■ **DATASET RECORDS**
▼▼▼

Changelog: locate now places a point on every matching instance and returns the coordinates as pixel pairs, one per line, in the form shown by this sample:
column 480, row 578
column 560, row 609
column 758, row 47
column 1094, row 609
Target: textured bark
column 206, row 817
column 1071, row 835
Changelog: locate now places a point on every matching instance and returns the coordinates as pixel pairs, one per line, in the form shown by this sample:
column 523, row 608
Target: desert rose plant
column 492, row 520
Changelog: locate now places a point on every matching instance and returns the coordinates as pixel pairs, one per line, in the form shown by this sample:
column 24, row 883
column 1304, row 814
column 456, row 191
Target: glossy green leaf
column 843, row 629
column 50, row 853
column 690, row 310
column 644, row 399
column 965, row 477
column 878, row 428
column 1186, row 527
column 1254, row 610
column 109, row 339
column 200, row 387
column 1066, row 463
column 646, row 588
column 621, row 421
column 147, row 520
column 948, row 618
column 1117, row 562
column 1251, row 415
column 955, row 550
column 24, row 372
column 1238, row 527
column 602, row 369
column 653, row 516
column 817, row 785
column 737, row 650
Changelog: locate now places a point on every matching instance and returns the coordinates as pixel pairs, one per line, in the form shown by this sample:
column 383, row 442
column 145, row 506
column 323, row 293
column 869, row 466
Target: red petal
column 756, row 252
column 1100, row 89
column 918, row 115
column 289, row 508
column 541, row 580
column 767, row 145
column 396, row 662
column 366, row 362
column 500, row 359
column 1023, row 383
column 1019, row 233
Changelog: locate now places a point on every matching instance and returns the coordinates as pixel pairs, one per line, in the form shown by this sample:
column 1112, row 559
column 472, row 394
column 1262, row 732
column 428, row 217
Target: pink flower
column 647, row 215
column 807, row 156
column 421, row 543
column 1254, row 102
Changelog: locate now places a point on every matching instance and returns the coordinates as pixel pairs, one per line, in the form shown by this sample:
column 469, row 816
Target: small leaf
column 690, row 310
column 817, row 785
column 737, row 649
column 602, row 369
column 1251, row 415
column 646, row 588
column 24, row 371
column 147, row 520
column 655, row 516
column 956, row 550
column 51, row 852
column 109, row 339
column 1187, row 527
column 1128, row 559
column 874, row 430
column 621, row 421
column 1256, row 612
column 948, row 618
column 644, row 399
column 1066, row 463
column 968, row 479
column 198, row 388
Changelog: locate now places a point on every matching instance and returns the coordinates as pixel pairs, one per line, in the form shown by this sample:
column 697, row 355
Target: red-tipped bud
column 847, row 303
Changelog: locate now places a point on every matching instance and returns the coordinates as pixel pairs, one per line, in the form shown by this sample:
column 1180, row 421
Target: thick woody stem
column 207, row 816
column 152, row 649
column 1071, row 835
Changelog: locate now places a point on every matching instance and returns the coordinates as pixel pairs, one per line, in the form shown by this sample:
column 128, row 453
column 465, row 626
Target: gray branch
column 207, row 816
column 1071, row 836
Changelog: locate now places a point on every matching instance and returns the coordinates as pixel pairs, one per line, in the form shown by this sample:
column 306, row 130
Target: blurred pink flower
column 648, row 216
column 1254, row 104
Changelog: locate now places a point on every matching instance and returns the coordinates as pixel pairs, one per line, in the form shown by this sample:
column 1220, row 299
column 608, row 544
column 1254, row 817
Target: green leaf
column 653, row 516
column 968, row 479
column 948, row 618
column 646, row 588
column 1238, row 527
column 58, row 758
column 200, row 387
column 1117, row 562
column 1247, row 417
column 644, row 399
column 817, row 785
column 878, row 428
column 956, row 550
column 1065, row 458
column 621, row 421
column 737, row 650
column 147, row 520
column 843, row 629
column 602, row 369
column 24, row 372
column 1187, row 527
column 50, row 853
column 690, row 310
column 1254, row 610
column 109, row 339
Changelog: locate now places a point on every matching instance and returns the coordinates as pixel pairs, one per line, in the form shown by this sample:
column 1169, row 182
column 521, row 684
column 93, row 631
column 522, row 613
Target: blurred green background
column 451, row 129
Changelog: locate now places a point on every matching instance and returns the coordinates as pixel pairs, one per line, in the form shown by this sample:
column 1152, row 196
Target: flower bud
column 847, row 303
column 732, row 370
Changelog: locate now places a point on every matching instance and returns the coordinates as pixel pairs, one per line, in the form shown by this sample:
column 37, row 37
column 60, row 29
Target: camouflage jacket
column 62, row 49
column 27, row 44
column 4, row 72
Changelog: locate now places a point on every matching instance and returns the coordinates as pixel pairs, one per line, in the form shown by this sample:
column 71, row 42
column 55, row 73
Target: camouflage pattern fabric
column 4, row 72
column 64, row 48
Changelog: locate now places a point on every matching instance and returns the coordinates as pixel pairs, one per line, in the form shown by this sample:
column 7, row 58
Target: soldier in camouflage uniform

▲▲▲

■ **ACTION ITEM**
Repeat everything in the listing above exactly.

■ **TASK OUTPUT**
Changelog: locate now places a point on every matching instance and returns the coordinates as pixel pairs, one per line, in the form shown by this sample:
column 480, row 578
column 560, row 609
column 758, row 47
column 1094, row 609
Target: textured bark
column 206, row 817
column 1071, row 835
Changelog: locate now places a point on every matching instance and returns the coordinates as pixel pairs, one per line, in the form shown by this sample:
column 523, row 608
Target: desert rose plant
column 492, row 520
Changelog: locate now places a point on every matching instance and returns the coordinates as pixel pairs, one per line, in the form shown by this sample:
column 24, row 883
column 1304, row 814
column 456, row 191
Target: glossy green leaf
column 843, row 629
column 50, row 853
column 690, row 310
column 644, row 399
column 965, row 477
column 878, row 428
column 1186, row 527
column 1254, row 610
column 109, row 339
column 200, row 387
column 1066, row 463
column 646, row 588
column 621, row 421
column 147, row 520
column 948, row 618
column 1117, row 562
column 1251, row 415
column 955, row 550
column 24, row 372
column 1238, row 527
column 602, row 369
column 653, row 516
column 817, row 785
column 737, row 650
Changelog: locate now places a point on every matching instance and returns the coordinates as pixel pairs, one per line, in the form shown by this sample:
column 383, row 442
column 145, row 506
column 323, row 293
column 869, row 466
Target: red petal
column 756, row 252
column 1100, row 89
column 918, row 115
column 289, row 508
column 541, row 580
column 767, row 145
column 396, row 662
column 366, row 362
column 500, row 359
column 1023, row 383
column 1019, row 233
Changelog: locate now places a point on every matching instance and returns the coordinates as pixel pairs, one per line, in the form shown by this sample:
column 1112, row 559
column 472, row 394
column 1262, row 732
column 428, row 217
Target: pink flower
column 647, row 215
column 807, row 156
column 421, row 543
column 1254, row 102
Changelog: locate now places a point on every matching instance and returns the coordinates as pixel pairs, one per line, in the form shown by this sample:
column 469, row 816
Target: small leaf
column 690, row 310
column 817, row 785
column 737, row 649
column 602, row 369
column 1251, row 415
column 646, row 588
column 24, row 371
column 147, row 520
column 655, row 516
column 956, row 550
column 51, row 852
column 109, row 339
column 1187, row 527
column 1128, row 559
column 874, row 430
column 621, row 421
column 1256, row 612
column 948, row 618
column 644, row 399
column 1066, row 463
column 968, row 479
column 198, row 388
Changelog: locate now places a point on every matching instance and returns the coordinates as pixel pairs, one per line, in the form shown by this sample:
column 697, row 355
Target: red-tipped bud
column 847, row 303
Changelog: locate now places a point on every matching instance and returns the coordinates as pixel pairs, one per line, in the form shown by this sample:
column 1180, row 421
Target: thick woody stem
column 207, row 816
column 152, row 649
column 1071, row 835
Changelog: locate now places a point on every matching instance and returns the coordinates as pixel pairs, one per line, in the form shown by this sample:
column 128, row 453
column 465, row 626
Target: gray branch
column 207, row 816
column 1071, row 836
Changelog: locate now places a point on every matching instance and returns the coordinates as pixel pairs, one per line, in the form shown by this sample:
column 306, row 130
Target: blurred pink flower
column 648, row 216
column 1254, row 104
Changelog: locate now places a point on every matching instance and returns the coordinates as pixel pairs, one per line, in the form shown by this sample:
column 1220, row 299
column 608, row 544
column 1254, row 817
Target: green leaf
column 653, row 516
column 968, row 479
column 948, row 618
column 646, row 588
column 1238, row 527
column 58, row 758
column 200, row 387
column 1117, row 562
column 1247, row 417
column 644, row 399
column 817, row 785
column 878, row 428
column 956, row 550
column 1065, row 458
column 621, row 421
column 737, row 650
column 147, row 520
column 843, row 629
column 602, row 369
column 24, row 372
column 1187, row 527
column 50, row 853
column 690, row 310
column 1254, row 610
column 109, row 339
Changelog: locate now places a point on every matching instance and returns the coordinates as pixel pairs, one per line, in the form shown by this sample:
column 1169, row 182
column 521, row 684
column 93, row 631
column 522, row 613
Target: blurred green background
column 451, row 129
Changelog: locate now places a point on every matching instance and returns the coordinates as pixel pairs, one per line, in the form shown by this sample:
column 1152, row 196
Target: flower bud
column 847, row 303
column 732, row 370
Changelog: locate now places a point on every matching instance and returns the coordinates as pixel pairs, one per line, in the form shown by this sample:
column 37, row 37
column 60, row 29
Target: camouflage jacket
column 62, row 49
column 27, row 44
column 4, row 72
Changelog: locate now places a point on every matching instance and returns the coordinates as pixel pairs, one per line, in the form shown by this sample:
column 71, row 42
column 55, row 73
Target: camouflage pattern fabric
column 4, row 72
column 64, row 48
Changelog: locate now places a point on every matching instance and returns the coordinates as pixel pairs, one per line, in the form shown by this sample:
column 7, row 58
Target: soldier in camouflage uniform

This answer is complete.